## Exercise data
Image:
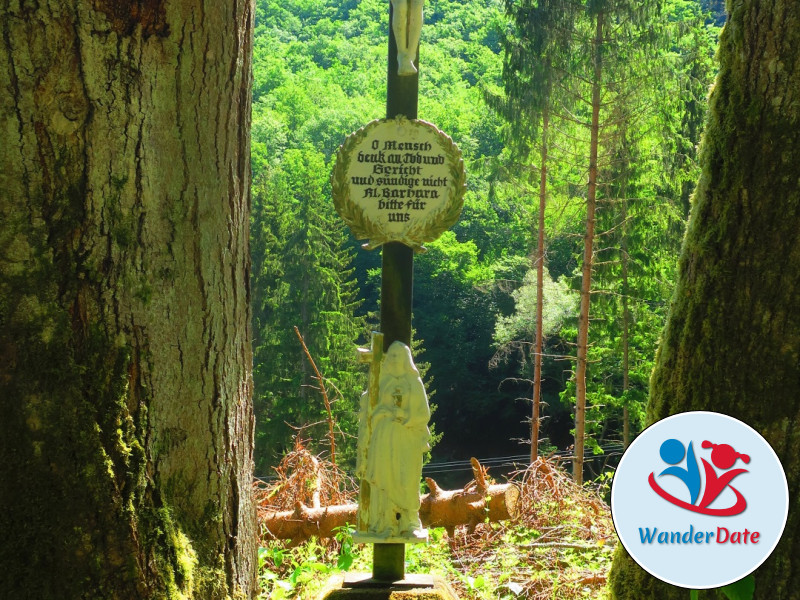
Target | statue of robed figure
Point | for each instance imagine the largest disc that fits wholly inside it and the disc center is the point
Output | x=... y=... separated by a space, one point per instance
x=393 y=437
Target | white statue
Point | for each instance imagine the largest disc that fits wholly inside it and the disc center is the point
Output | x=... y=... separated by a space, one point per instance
x=398 y=437
x=406 y=25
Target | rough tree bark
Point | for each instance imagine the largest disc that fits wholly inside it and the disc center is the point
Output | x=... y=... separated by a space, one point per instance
x=732 y=339
x=125 y=362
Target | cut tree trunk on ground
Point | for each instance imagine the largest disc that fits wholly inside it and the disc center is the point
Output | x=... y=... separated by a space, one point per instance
x=440 y=508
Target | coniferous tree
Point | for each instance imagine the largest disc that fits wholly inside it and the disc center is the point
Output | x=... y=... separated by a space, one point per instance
x=735 y=304
x=310 y=286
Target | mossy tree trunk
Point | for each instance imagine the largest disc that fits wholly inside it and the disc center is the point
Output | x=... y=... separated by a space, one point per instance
x=732 y=340
x=125 y=361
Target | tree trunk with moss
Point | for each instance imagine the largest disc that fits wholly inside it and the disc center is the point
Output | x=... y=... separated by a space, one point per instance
x=732 y=340
x=125 y=361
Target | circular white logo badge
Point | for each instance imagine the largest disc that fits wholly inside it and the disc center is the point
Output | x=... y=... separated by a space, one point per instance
x=699 y=500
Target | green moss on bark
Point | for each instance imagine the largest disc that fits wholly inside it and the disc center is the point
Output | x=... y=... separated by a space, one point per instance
x=732 y=340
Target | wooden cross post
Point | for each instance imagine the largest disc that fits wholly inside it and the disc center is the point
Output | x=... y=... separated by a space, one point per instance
x=397 y=279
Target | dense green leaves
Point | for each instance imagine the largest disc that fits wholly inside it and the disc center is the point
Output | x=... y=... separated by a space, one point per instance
x=319 y=74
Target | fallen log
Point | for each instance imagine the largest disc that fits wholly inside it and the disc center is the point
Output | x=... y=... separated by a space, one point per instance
x=474 y=504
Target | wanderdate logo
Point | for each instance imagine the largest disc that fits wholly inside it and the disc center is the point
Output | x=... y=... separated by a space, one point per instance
x=699 y=500
x=723 y=457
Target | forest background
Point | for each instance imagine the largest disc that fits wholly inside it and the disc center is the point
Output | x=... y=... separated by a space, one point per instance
x=319 y=74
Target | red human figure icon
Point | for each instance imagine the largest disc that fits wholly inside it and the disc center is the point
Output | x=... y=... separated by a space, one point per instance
x=724 y=457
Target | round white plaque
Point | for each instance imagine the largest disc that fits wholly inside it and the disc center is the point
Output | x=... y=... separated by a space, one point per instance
x=398 y=180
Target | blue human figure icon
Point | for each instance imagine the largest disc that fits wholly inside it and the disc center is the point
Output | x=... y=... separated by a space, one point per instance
x=672 y=452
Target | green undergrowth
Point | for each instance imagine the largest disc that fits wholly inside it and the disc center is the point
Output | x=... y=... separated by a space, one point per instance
x=504 y=561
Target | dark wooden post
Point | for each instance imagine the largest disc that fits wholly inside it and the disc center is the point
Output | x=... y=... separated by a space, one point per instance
x=397 y=280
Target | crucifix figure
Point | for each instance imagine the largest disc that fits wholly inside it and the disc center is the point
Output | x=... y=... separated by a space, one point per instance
x=406 y=25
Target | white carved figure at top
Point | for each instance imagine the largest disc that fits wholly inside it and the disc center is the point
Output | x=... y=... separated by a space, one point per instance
x=406 y=25
x=398 y=439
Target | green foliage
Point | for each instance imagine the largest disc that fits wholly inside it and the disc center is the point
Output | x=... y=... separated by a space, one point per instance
x=301 y=277
x=319 y=74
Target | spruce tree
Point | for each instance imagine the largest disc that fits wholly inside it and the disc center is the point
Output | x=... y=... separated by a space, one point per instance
x=310 y=285
x=735 y=305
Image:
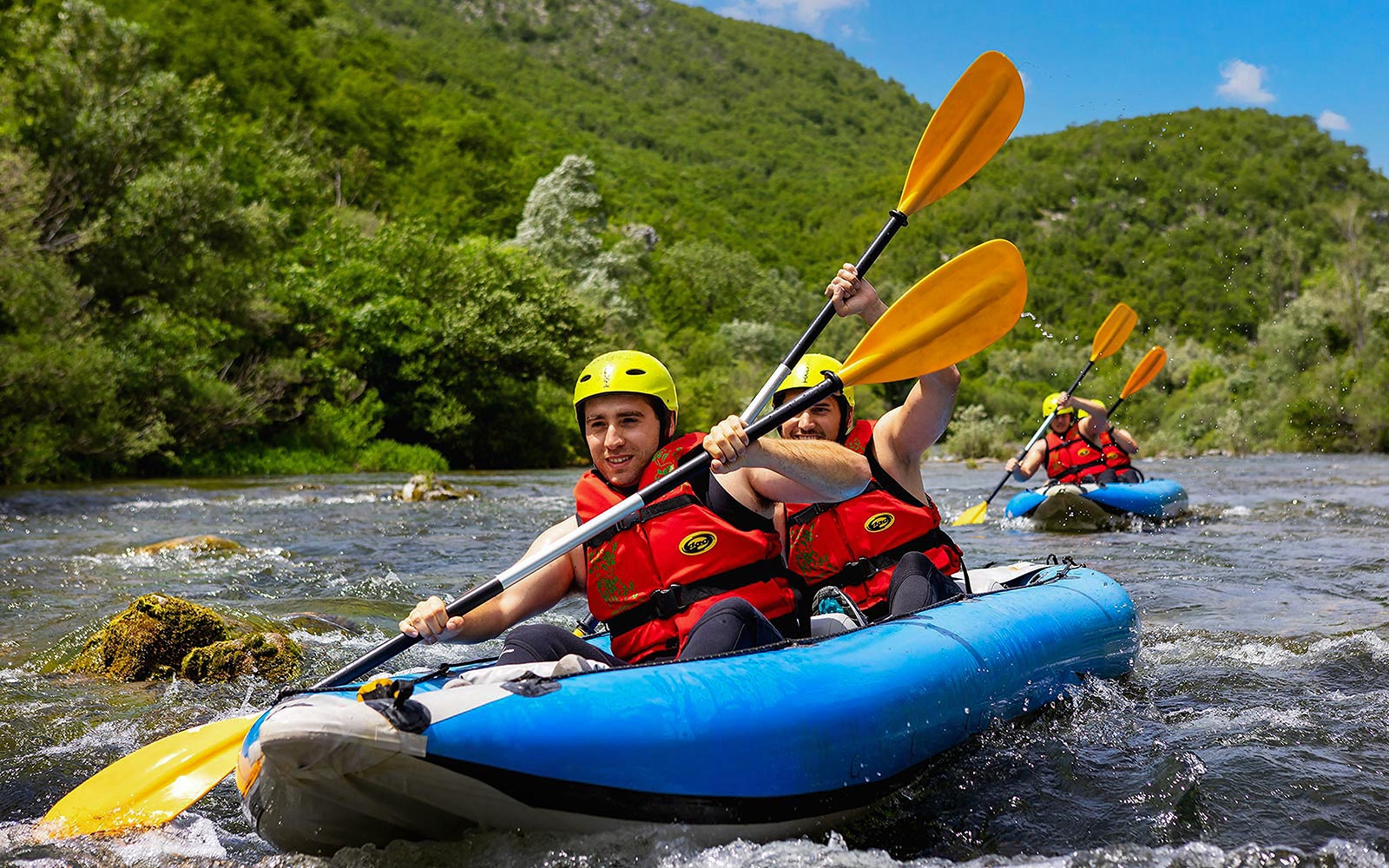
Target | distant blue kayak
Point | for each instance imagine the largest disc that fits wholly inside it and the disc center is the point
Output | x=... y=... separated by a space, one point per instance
x=1076 y=507
x=760 y=745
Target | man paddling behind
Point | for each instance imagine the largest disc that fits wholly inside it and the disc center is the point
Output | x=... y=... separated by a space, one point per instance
x=1117 y=444
x=1071 y=450
x=884 y=549
x=699 y=571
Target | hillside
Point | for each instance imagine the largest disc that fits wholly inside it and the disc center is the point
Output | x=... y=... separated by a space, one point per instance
x=253 y=236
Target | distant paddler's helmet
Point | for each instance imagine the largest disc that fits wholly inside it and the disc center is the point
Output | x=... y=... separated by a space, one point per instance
x=629 y=372
x=1049 y=406
x=810 y=372
x=1085 y=414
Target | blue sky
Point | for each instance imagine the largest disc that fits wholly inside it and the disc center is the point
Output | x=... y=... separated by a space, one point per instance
x=1103 y=62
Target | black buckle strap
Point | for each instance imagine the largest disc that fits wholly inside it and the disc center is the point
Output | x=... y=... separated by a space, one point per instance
x=816 y=510
x=865 y=569
x=674 y=599
x=660 y=507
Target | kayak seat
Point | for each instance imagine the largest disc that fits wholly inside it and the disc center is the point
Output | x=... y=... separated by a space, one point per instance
x=831 y=624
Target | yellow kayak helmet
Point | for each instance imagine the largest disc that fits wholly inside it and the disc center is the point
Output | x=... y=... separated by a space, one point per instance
x=1049 y=404
x=627 y=372
x=810 y=372
x=1085 y=414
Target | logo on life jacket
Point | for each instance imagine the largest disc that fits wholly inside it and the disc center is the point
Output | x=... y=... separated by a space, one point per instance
x=699 y=542
x=879 y=523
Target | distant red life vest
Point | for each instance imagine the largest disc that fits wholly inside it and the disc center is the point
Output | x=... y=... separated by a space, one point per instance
x=657 y=571
x=1115 y=456
x=858 y=543
x=1070 y=457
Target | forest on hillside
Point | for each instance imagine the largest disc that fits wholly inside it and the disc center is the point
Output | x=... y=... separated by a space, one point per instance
x=250 y=236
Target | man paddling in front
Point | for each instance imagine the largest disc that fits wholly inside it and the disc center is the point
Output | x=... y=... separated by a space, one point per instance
x=696 y=573
x=881 y=553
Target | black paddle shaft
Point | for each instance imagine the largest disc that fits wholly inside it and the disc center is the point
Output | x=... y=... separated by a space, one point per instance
x=660 y=488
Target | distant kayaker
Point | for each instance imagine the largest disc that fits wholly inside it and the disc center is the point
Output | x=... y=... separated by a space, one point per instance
x=1118 y=448
x=699 y=571
x=1071 y=450
x=884 y=549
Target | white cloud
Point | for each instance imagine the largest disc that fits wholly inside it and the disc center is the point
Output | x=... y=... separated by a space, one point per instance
x=1330 y=120
x=1245 y=83
x=798 y=14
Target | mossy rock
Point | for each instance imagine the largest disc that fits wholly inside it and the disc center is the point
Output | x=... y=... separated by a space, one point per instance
x=270 y=656
x=150 y=639
x=425 y=486
x=203 y=543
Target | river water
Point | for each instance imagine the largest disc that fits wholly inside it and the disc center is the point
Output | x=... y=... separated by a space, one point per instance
x=1254 y=733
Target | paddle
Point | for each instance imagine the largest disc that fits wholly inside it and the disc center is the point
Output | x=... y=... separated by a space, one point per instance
x=969 y=127
x=951 y=314
x=1113 y=332
x=1142 y=375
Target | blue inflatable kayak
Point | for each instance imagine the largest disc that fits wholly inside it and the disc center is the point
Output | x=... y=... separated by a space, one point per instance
x=767 y=743
x=1089 y=507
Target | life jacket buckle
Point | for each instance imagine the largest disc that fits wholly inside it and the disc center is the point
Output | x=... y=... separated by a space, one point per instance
x=667 y=602
x=858 y=571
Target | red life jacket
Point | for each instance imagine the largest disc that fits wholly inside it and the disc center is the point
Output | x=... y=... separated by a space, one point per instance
x=657 y=571
x=1071 y=457
x=1115 y=456
x=858 y=543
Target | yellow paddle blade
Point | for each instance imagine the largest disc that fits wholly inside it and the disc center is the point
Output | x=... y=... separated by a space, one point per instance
x=972 y=516
x=969 y=127
x=152 y=785
x=949 y=316
x=1146 y=370
x=1113 y=332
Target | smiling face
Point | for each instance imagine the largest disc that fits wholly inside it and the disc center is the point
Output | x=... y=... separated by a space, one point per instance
x=622 y=432
x=819 y=423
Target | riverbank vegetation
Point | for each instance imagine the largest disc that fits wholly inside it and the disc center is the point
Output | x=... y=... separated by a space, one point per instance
x=296 y=236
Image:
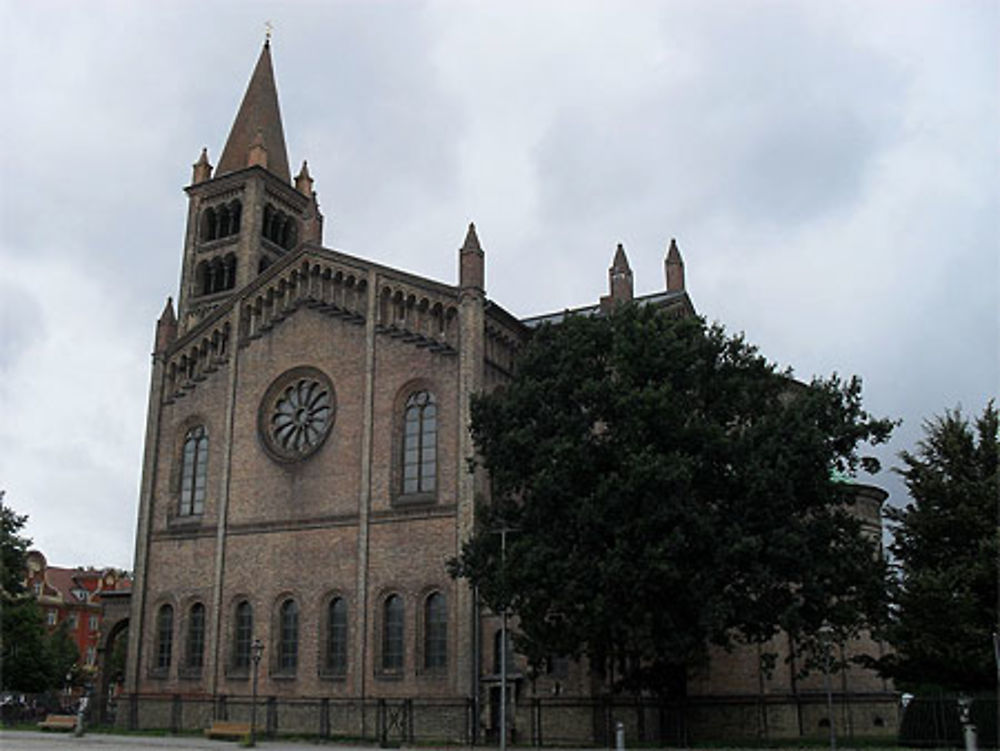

## Task objective
Reproduce the listing lines starting at the line that has "Target | mossy tree trunk" and stopping after the line that has "x=474 y=504", with "wholly" changed to "entirely" throughout and nothing else altered. Output only those lines.

## Solution
Target | mossy tree trunk
Point | for each instance imagine the largest disc that fits entirely inside it and the disc center is the point
Output | x=... y=... separated by a space, one point per instance
x=732 y=340
x=125 y=361
Target | tree trunk with moss
Point | for each instance imagine the largest disc that fits entirely inside it and the disc center is the point
Output | x=... y=... separated by a space, one point per instance
x=732 y=340
x=125 y=361
Target | circular white logo badge
Point | for each instance imagine the largest disc that fits entirely inside it and the disc center is the point
Output | x=... y=... separated by a space, one point per instance
x=699 y=500
Target | green moss on bark
Point | for each instance imagine the largest disc that fits entirely inside it and the disc center is the point
Output | x=... y=... separated by a space, one point per instance
x=732 y=340
Target | wooden cross post
Point | for each instance imagine the largest disc that fits entirely inside it and the disc center is the point
Output | x=... y=... separated by a space, one point per instance
x=397 y=279
Target | dense green leaves
Point | for each instance imagine the largest disc that fits entirely inside it and the disc center is the point
Output | x=... y=... separated by a space, one point per instance
x=319 y=74
Target | fallen log
Point | for each instance imagine the largest disc that fits entirely inside it and the disc center is the point
Output | x=... y=... separated by a space, one point per instance
x=474 y=504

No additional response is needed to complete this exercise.